Material shown
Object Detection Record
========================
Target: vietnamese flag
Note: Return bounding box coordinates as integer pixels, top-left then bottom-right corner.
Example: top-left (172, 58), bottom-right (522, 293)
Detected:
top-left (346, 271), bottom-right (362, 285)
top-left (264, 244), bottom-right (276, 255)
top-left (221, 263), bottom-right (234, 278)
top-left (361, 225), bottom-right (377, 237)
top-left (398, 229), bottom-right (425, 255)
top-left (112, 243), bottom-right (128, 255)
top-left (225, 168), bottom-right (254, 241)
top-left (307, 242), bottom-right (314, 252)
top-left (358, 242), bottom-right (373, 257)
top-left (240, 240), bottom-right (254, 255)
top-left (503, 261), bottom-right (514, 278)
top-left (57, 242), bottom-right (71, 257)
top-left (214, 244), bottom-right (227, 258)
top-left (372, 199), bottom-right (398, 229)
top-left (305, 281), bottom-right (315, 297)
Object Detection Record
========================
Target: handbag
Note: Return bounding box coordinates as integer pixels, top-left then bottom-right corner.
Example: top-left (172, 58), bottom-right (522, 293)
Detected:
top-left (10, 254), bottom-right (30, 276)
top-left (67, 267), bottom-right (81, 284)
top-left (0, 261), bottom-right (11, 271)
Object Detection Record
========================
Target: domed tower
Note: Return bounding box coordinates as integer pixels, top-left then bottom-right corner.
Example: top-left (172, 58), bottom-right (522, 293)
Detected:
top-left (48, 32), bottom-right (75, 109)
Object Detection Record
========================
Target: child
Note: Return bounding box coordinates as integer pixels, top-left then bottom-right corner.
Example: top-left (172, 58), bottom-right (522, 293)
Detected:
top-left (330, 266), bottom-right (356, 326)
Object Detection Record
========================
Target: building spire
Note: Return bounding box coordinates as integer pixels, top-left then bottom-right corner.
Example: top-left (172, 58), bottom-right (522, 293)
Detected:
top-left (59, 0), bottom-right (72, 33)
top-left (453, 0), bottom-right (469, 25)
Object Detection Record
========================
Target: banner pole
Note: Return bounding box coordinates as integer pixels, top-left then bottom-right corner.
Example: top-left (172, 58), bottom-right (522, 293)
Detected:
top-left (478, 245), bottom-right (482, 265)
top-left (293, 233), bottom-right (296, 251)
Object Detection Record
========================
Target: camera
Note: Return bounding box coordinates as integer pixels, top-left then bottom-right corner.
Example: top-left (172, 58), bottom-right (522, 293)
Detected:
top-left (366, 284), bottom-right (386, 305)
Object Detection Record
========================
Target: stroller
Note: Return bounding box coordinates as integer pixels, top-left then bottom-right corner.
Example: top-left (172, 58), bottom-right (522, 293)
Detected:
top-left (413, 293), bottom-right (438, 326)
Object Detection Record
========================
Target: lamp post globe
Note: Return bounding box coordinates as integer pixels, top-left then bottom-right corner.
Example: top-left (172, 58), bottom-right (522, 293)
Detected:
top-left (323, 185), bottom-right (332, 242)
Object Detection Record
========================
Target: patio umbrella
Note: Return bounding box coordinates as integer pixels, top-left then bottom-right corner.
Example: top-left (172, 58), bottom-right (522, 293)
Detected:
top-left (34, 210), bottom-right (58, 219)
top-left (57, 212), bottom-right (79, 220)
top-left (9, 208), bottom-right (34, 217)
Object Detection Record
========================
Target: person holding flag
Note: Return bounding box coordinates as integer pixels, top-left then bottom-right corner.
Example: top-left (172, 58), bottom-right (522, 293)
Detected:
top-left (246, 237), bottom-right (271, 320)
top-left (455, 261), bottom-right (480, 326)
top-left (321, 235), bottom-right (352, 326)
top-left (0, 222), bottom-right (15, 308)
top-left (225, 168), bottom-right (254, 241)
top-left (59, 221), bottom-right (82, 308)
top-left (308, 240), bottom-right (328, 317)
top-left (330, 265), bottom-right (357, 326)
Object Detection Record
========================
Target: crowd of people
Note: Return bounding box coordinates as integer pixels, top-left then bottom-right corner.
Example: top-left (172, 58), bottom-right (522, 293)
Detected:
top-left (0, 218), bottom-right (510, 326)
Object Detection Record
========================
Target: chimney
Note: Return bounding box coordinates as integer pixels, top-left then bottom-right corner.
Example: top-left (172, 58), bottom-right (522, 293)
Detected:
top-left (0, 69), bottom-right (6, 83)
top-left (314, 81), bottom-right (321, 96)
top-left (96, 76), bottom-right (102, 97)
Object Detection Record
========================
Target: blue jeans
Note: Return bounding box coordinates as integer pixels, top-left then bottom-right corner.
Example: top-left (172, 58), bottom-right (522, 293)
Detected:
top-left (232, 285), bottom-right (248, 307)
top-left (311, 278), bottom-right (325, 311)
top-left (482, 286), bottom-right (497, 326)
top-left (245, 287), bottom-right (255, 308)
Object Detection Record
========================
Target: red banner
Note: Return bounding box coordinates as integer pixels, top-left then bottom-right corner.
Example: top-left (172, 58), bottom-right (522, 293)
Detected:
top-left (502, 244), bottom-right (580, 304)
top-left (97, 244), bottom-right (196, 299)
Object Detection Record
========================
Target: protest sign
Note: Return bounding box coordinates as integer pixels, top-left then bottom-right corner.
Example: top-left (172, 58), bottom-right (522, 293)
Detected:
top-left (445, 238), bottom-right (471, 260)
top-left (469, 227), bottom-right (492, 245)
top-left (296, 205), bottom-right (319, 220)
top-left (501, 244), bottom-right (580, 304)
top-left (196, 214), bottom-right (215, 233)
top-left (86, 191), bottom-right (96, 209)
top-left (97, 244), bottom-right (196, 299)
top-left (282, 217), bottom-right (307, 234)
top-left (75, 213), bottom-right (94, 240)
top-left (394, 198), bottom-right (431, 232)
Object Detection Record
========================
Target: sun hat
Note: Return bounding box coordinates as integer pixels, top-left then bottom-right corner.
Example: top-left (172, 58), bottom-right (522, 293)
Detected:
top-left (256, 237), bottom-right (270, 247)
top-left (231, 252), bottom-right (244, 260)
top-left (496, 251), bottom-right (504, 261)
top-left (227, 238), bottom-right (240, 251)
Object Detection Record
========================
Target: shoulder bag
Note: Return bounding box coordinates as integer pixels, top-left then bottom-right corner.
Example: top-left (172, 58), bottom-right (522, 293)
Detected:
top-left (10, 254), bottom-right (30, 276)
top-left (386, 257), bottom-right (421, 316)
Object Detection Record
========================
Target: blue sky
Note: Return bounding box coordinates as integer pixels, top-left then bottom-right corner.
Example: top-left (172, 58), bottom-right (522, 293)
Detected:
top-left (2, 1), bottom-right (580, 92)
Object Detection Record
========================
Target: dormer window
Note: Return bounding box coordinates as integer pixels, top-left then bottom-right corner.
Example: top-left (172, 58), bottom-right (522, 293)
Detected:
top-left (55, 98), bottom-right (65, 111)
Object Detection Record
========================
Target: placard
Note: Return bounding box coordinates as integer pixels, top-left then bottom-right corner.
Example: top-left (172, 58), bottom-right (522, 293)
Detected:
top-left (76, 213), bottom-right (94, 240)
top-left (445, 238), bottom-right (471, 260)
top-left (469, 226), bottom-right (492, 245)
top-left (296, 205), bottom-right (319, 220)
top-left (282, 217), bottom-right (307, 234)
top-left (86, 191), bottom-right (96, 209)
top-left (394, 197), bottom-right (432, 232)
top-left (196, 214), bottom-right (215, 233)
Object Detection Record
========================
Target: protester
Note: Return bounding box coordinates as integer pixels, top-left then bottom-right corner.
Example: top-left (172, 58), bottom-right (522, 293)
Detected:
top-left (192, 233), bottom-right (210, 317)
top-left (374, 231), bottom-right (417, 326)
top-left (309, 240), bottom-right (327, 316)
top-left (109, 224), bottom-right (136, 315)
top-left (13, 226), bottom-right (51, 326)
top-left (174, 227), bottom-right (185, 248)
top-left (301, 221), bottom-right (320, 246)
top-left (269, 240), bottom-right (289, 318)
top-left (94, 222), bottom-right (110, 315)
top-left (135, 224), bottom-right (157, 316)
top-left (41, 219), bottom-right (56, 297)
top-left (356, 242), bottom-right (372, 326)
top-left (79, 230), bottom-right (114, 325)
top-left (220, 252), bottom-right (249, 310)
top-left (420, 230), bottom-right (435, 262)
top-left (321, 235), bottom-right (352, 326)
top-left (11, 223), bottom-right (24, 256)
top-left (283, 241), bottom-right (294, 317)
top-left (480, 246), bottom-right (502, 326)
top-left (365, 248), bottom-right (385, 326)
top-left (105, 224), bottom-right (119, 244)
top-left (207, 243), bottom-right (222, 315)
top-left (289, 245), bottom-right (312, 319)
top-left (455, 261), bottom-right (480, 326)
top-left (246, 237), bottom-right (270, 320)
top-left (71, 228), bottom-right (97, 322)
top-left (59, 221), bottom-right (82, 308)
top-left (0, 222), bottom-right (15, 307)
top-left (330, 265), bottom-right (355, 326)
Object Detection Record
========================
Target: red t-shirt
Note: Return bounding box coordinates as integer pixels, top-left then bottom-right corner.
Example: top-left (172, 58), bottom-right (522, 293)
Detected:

What needs to be done
Looking at the entries above, state how many lines contain "banner"; give the number alone.

Task response
2